Aim of the exercise ::
Count the lines in the entries below that contain the string "hillside", matching case exactly. Reply with the number alone.

Dataset excerpt
◆ ◆ ◆ ◆ ◆ ◆ ◆

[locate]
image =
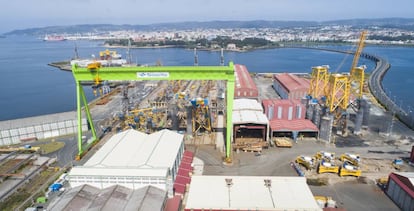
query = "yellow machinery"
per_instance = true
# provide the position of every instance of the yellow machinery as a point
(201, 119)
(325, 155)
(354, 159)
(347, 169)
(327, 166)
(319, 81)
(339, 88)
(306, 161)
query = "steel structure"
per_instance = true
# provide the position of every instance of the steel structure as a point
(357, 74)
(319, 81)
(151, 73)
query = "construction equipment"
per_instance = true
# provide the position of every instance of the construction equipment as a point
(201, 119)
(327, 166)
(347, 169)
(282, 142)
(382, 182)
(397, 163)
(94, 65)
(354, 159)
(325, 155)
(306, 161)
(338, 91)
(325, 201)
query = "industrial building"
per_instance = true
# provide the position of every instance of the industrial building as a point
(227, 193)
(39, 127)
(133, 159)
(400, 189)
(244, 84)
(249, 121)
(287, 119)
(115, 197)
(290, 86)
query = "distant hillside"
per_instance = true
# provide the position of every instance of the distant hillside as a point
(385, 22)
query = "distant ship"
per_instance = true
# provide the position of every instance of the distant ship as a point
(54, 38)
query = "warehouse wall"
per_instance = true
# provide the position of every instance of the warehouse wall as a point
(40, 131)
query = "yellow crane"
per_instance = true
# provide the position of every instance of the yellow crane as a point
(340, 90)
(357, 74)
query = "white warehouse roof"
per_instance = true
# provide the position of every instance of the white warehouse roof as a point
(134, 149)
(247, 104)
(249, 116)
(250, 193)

◆ ◆ ◆ ◆ ◆ ◆ ◆

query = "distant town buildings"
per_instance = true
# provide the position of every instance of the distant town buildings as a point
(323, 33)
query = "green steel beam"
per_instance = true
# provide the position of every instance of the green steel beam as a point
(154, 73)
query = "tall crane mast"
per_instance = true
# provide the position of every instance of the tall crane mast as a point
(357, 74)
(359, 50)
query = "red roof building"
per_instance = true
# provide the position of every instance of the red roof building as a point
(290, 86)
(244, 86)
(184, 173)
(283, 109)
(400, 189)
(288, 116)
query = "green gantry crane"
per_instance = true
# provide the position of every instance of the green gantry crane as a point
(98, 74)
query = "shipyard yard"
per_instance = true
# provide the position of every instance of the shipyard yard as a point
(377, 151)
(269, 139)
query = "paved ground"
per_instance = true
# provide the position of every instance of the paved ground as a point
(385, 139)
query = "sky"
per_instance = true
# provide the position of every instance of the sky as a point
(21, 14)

◆ ◆ ◆ ◆ ◆ ◆ ◆

Answer ::
2